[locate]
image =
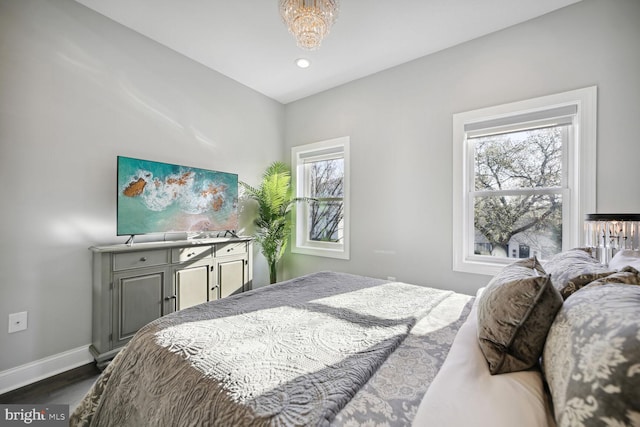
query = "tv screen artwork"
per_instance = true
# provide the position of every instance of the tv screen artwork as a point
(156, 197)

---+---

**Цель:** Переведите строки всех пунктов выше в нумерованный список без пустых строк. Изображения в ответ не включайте.

**Полный вывод:**
1. [locate]
2. image =
3. query = "tv screen artwork"
4. per_instance = true
5. # provide the position of every instance of the tv screen artwork as a point
6. (156, 197)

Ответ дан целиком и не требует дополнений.